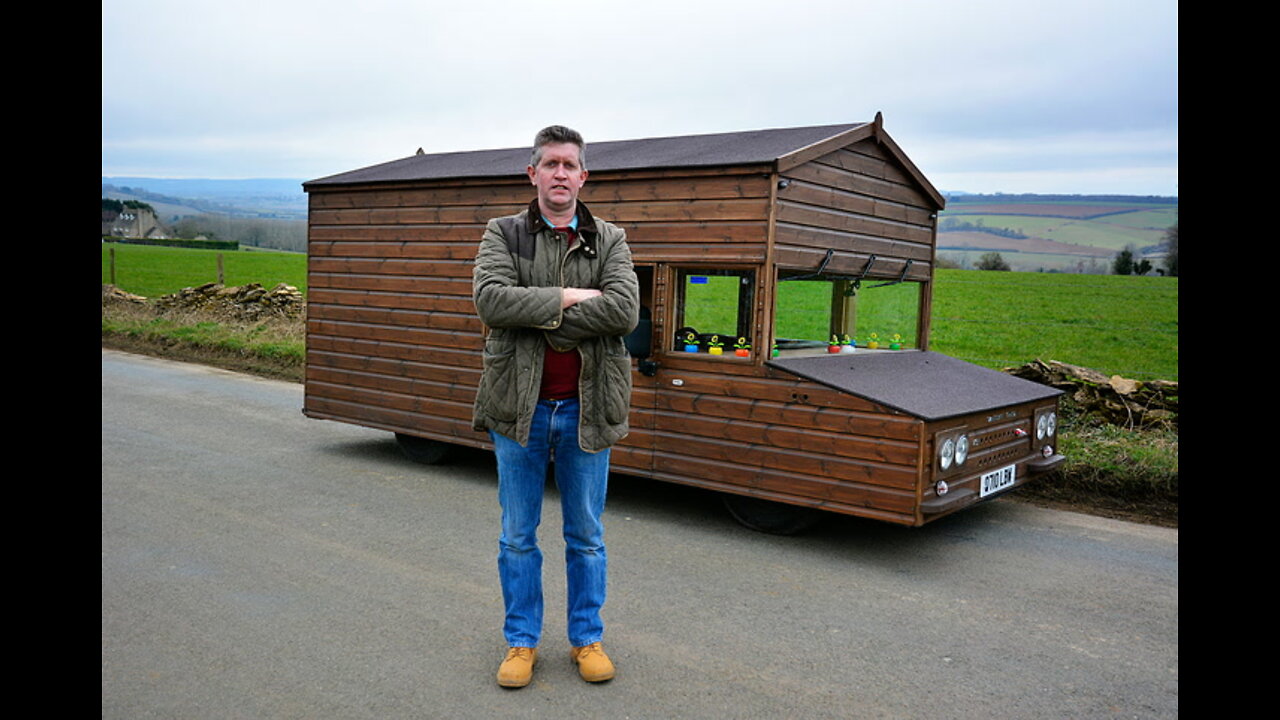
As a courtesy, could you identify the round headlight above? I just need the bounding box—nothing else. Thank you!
[955,434,969,465]
[936,480,949,496]
[1042,444,1054,458]
[940,437,955,470]
[1036,413,1048,439]
[1046,412,1057,437]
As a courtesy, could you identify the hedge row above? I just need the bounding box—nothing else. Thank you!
[103,236,240,251]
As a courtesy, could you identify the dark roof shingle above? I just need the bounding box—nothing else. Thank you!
[305,122,865,188]
[769,351,1062,421]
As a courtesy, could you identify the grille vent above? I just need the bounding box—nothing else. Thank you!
[975,447,1021,469]
[972,423,1029,449]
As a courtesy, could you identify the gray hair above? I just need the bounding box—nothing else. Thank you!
[530,125,586,170]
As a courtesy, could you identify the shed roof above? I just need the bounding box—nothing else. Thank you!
[305,122,867,188]
[769,351,1062,421]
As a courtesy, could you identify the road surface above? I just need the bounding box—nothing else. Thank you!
[102,349,1178,718]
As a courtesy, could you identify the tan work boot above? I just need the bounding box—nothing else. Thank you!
[570,642,615,682]
[496,646,537,688]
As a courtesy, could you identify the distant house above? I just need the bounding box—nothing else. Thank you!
[102,203,167,239]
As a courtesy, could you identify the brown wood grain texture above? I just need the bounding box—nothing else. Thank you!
[785,160,933,211]
[307,288,474,313]
[306,336,481,368]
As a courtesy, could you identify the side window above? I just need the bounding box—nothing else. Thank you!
[672,268,755,358]
[773,272,920,356]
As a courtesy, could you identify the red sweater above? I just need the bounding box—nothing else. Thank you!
[539,227,582,400]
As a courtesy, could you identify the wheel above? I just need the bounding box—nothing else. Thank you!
[394,433,453,465]
[722,494,822,535]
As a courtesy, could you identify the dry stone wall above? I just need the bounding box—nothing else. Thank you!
[102,282,305,321]
[1004,359,1177,429]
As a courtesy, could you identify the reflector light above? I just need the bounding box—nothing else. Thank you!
[936,480,949,496]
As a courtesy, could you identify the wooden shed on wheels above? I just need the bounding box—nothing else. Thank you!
[302,114,1064,532]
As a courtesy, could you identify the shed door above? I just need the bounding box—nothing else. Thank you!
[615,264,658,476]
[646,266,760,486]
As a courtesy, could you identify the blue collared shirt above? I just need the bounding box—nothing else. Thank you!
[542,213,579,232]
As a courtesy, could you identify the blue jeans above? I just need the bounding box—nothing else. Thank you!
[491,398,610,648]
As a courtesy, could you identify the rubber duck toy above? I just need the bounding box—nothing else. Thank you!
[707,334,724,356]
[828,334,842,354]
[682,330,700,353]
[867,332,880,350]
[839,333,856,353]
[890,333,902,350]
[734,336,751,358]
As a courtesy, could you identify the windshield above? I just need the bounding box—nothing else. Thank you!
[773,272,920,355]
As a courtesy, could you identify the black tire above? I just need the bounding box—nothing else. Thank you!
[394,433,453,465]
[722,494,822,535]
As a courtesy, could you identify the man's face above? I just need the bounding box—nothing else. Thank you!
[527,142,588,217]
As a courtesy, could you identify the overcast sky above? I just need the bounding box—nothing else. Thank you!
[101,0,1178,196]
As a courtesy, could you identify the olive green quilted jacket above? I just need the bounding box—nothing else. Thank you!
[471,200,639,452]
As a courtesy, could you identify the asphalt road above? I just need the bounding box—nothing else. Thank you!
[102,349,1178,719]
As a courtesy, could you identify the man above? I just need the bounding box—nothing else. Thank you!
[471,125,639,688]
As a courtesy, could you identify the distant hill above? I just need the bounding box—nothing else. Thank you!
[102,178,309,252]
[937,193,1177,273]
[101,177,307,223]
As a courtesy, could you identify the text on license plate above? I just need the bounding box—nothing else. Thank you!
[979,464,1017,498]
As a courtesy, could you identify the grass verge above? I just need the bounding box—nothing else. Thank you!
[101,300,305,383]
[101,300,1177,527]
[1012,402,1178,527]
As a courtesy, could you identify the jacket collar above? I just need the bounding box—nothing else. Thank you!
[525,198,600,257]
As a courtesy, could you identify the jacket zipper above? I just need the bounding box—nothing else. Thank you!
[558,231,590,415]
[529,229,582,406]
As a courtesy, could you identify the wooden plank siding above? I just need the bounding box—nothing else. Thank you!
[305,178,506,448]
[773,138,938,283]
[304,128,948,526]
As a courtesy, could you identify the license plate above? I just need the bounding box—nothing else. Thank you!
[979,464,1017,497]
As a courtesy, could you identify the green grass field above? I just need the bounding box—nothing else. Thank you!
[103,244,1178,380]
[931,270,1177,379]
[102,243,307,297]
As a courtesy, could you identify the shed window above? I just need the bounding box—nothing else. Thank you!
[672,269,755,357]
[773,272,920,355]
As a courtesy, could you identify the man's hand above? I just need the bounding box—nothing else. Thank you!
[561,287,603,309]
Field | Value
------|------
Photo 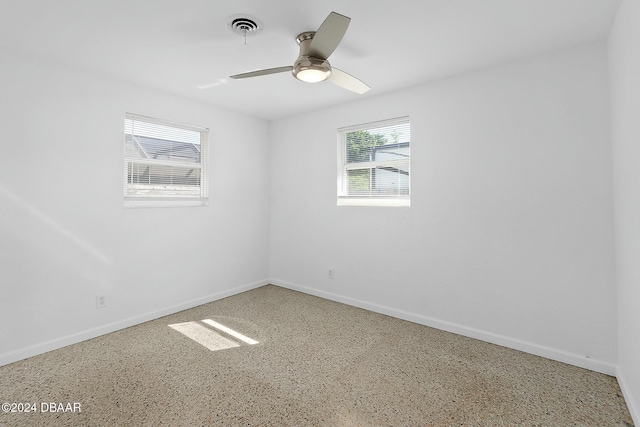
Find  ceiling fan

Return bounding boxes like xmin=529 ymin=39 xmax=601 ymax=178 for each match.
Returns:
xmin=230 ymin=12 xmax=370 ymax=94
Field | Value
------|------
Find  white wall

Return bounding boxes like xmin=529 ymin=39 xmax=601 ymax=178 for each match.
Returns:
xmin=270 ymin=43 xmax=617 ymax=373
xmin=609 ymin=0 xmax=640 ymax=422
xmin=0 ymin=49 xmax=270 ymax=365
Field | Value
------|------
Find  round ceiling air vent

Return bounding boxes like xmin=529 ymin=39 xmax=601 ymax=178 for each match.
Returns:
xmin=229 ymin=16 xmax=262 ymax=36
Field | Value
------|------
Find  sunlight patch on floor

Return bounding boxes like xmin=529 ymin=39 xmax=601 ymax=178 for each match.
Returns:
xmin=169 ymin=321 xmax=240 ymax=351
xmin=202 ymin=319 xmax=259 ymax=345
xmin=168 ymin=319 xmax=259 ymax=352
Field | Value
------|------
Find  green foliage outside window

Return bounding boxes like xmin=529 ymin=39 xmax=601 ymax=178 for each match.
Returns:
xmin=346 ymin=130 xmax=387 ymax=162
xmin=346 ymin=130 xmax=386 ymax=192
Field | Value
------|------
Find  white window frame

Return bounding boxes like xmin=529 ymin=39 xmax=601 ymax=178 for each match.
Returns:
xmin=337 ymin=116 xmax=410 ymax=207
xmin=124 ymin=113 xmax=209 ymax=208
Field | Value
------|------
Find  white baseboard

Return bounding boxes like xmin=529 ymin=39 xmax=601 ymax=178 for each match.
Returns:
xmin=617 ymin=367 xmax=640 ymax=426
xmin=0 ymin=279 xmax=268 ymax=367
xmin=271 ymin=278 xmax=617 ymax=376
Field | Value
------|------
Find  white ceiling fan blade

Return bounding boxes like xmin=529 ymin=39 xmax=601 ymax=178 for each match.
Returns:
xmin=230 ymin=66 xmax=292 ymax=79
xmin=308 ymin=12 xmax=350 ymax=60
xmin=329 ymin=68 xmax=370 ymax=94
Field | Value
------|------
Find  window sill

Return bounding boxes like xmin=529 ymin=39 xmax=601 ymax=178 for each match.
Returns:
xmin=337 ymin=198 xmax=410 ymax=207
xmin=124 ymin=198 xmax=209 ymax=208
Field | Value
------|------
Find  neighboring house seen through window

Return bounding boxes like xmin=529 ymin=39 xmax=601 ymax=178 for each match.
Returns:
xmin=124 ymin=113 xmax=208 ymax=207
xmin=338 ymin=116 xmax=410 ymax=206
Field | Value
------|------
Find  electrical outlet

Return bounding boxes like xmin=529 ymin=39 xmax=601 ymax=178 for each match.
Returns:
xmin=96 ymin=294 xmax=107 ymax=309
xmin=328 ymin=269 xmax=334 ymax=279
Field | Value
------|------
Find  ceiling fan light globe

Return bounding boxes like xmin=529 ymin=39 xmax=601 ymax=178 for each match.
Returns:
xmin=297 ymin=68 xmax=331 ymax=83
xmin=293 ymin=56 xmax=332 ymax=83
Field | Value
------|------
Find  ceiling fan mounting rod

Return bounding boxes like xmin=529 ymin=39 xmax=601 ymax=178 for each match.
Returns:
xmin=296 ymin=32 xmax=315 ymax=43
xmin=296 ymin=32 xmax=316 ymax=56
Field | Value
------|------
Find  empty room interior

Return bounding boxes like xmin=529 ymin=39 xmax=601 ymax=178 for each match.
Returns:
xmin=1 ymin=0 xmax=639 ymax=425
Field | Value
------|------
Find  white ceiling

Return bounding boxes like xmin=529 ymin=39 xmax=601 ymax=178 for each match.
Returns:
xmin=0 ymin=0 xmax=620 ymax=120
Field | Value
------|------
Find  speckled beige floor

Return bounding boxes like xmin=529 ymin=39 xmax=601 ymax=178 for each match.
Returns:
xmin=0 ymin=285 xmax=633 ymax=426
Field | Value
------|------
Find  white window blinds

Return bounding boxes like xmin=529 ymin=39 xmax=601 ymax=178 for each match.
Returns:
xmin=124 ymin=113 xmax=208 ymax=206
xmin=338 ymin=116 xmax=410 ymax=206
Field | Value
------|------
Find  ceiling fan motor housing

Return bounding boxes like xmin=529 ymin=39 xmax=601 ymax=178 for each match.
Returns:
xmin=293 ymin=32 xmax=332 ymax=82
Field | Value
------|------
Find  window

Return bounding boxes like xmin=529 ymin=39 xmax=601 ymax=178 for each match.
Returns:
xmin=124 ymin=113 xmax=208 ymax=207
xmin=338 ymin=116 xmax=410 ymax=206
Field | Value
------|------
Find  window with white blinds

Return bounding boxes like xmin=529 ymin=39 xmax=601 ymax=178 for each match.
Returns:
xmin=124 ymin=113 xmax=208 ymax=207
xmin=338 ymin=116 xmax=410 ymax=206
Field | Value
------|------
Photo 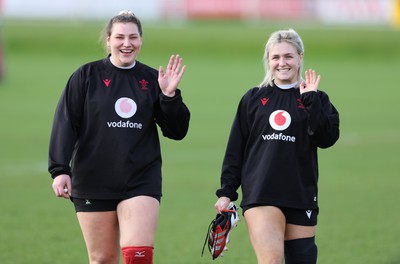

■ **ACTION ITEM**
Copy each line of the preceding material that contains "ceiling".

■ **RESPONSE TO THIS TASK**
Find  ceiling fan
Find  round ceiling air vent
Find  white ceiling fan blade
Find  ceiling fan light globe
Find  ceiling fan mounting rod
Find  white ceiling
Find  ceiling fan motor housing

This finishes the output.